Problem set:
A – What minimum differential temperature does the article on modular boilers for heat networks say CIBSE AM12 recommends for efficient district heating network design?
B – Extend the article on modular boilers for heat networks, picking up right after its final sentence.

Page:
Across the network
Stuart Turner explains why a modular approach to boilers for heat networks is a flexible and efficient solution.
A popular choice in heat networks are combined heat and power (CHP) plants. A CHP unit will run continuously to meet the base load heating requirements. In the winter, these will be higher than in the summer. Modular boilers provide an efficient solution to cover or top up the base load to effectively meet peak demands.
Every boiler module can be a separate boiler installed alongside another in a horizontal arrangement, or as a vertical stack. This means a flexible arrangement is possible even in city centre plant rooms, where space can often be an issue.
The operational range of a boiler is defined as the ratio of maximum to minimum capacity, also known as the turndown ratio. A combined high turndown ratio offers a very efficient approach to commercial heating. This can be achieved if, instead of one large, high water content boiler running at less efficient conditions to support CHP, multiple boiler modules are used.
Benefiting from a low water content and quick heat up times, each module operates at efficient load conditions, yielding energy and carbon savings. And if one boiler breaks down or is serviced, the other boilers can cover the heat demand, so a continuous supply is ensured. Thanks to automatic control, they also gain from even usage across all modules, reducing wear and tear, extending the life of the boilers.
‘CIBSE Guidance AM12 – Combined Heat and Power for Buildings’ recommends a minimum 30°C differential temperature (delta T) for efficient district heating network design. This allows designers to keep flow rates and pipe sizes small, and to maintain a low return temperature even at low load conditions for more efficient plant operation.
Decreased flow rates result in lower noise in the system, favourable for residential dwellings. Originally, wide differential temperatures were only possible with large, high water content single boilers. Over time, boiler development has advanced, so that some modern modular boilers can achieve differential temperatures of up to 40°C. This means maximised condensing operation with concomitant savings in energy and costs, in a product that is compact enough to fit through a single doorway.
Heat networks supply heat to a large area. This means they are affected by considerable heat losses due to the length of pipework used to transport heat to dwellings. To compensate for those, a boiler used in a district heating network should ideally provide a high operating temperature, e.g. 90oC. For better condensing performance, higher temperature systems will then need a low return temperature which is achievable by wide temperature differentials (recommended as best practice by ‘CIBSE/ADE CP1 Heat Networks: Code of Practice for the UK’). A system could then run at 90°C with a return temperature of 50°C to condense most efficiently, given the modular boiler’s maximum operating temperature is 90°C with a delta T of 40°C.

Data extract:
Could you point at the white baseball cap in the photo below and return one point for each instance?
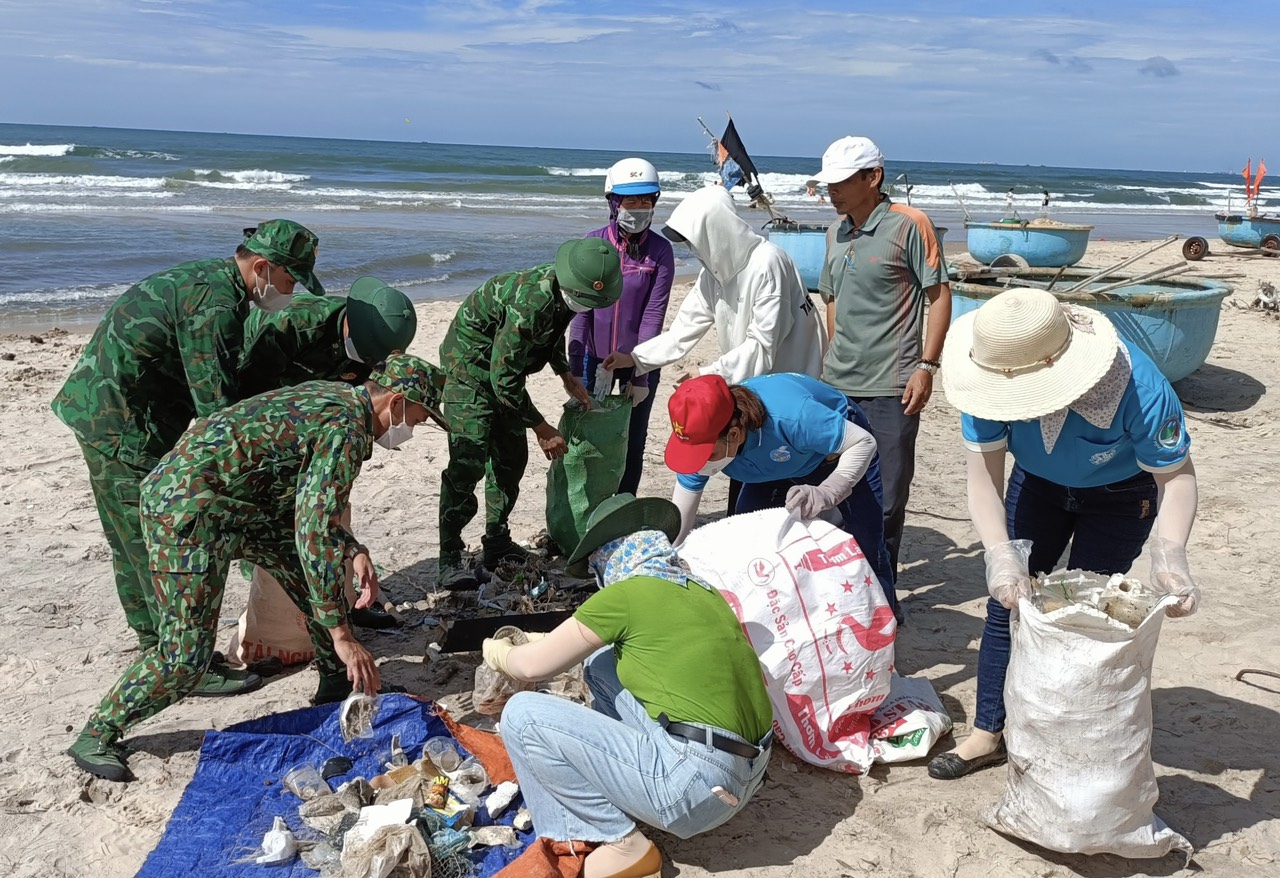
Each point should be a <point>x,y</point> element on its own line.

Expected answers:
A – A minimum delta T of 30°C.

B –
A flexible option
Because heat networks require a long planning phase, requirements can change over time. A concern is often access to the plant room. A large single boiler can cause headaches at the installation stage if space is tight.
Modular boilers, are compact and can even be taken apart in separate modules if needed. The comparably light weight makes them easy to transport. Flexibility is also a plus, as a phased approach to purchase and installation is possible.
All equipment does not need to be purchased and installed right away, but can be split over budget years to ease the financial burden. An expansion of the system can easily be carried out at a later point.
Another possibility is to fit everything at the start but only use the boilers that are needed. As more residents move into dwellings and energy demand increases, the boilers can be switched on incrementally, helping to control costs and energy use.
Modular boilers are an excellent choice for heat networks due to their ability to operate at more efficient lower/minimum load conditions.
A high operating temperature compensates for heat losses around the network. Combined with a low return temperature and wide differential temperatures, they meet the recommendations as set out by CIBSE best practice advice for heat network design. Low CO2 and NOx emissions help to achieve long-term carbon saving targets and to battle air pollution.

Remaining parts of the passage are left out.